### WRITTEN REQUEST
Express the stretch of the data from the line containing "# point at: blue jeans" through the end as a JSON list of strings, one string per line, leaving out blank lines.

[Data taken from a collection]
-------------------------

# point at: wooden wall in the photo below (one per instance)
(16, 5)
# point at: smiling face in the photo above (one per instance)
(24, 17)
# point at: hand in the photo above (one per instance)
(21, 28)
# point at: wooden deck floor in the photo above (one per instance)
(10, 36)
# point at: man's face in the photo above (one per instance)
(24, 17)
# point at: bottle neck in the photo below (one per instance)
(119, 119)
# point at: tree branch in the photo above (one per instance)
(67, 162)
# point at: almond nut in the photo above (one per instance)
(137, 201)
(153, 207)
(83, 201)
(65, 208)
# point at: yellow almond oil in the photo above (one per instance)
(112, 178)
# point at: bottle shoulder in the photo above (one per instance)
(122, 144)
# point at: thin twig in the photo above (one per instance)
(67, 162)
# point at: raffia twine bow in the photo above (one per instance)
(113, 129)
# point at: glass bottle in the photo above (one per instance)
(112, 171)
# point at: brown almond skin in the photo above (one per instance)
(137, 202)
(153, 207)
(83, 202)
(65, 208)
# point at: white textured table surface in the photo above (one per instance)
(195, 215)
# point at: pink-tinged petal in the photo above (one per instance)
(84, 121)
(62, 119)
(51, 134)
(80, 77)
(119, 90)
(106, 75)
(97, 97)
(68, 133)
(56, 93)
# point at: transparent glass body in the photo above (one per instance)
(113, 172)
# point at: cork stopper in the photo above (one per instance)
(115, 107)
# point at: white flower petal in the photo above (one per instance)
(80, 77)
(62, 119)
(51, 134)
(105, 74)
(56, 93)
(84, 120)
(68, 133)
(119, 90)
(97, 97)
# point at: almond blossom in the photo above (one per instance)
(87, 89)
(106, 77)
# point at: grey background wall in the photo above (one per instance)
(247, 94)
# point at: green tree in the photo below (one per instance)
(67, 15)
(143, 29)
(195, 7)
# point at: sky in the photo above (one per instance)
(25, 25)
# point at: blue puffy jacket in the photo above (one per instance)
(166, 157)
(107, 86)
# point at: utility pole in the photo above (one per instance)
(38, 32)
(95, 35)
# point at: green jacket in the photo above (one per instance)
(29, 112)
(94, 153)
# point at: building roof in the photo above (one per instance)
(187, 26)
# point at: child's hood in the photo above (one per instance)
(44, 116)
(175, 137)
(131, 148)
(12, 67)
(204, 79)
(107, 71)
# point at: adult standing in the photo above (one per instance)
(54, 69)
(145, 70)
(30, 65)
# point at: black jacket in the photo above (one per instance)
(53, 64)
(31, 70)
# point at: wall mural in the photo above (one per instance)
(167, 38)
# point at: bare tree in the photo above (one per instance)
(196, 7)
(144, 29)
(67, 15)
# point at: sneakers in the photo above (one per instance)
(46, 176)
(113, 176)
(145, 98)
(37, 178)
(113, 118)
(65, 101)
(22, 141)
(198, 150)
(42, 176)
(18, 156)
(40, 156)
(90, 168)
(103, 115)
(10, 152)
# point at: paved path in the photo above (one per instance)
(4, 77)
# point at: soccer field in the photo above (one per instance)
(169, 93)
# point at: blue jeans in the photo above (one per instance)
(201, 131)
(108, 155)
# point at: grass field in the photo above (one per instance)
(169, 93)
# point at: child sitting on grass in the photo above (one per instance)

-------------------------

### OUTPUT OF THE TASK
[
  "# point at: blue jeans in the photo above (one per instance)",
  "(201, 131)",
  "(108, 155)",
  "# point at: grass field in the photo above (one per instance)",
  "(169, 93)",
  "# point at: child sitting on grass in the photo above (one per instance)"
]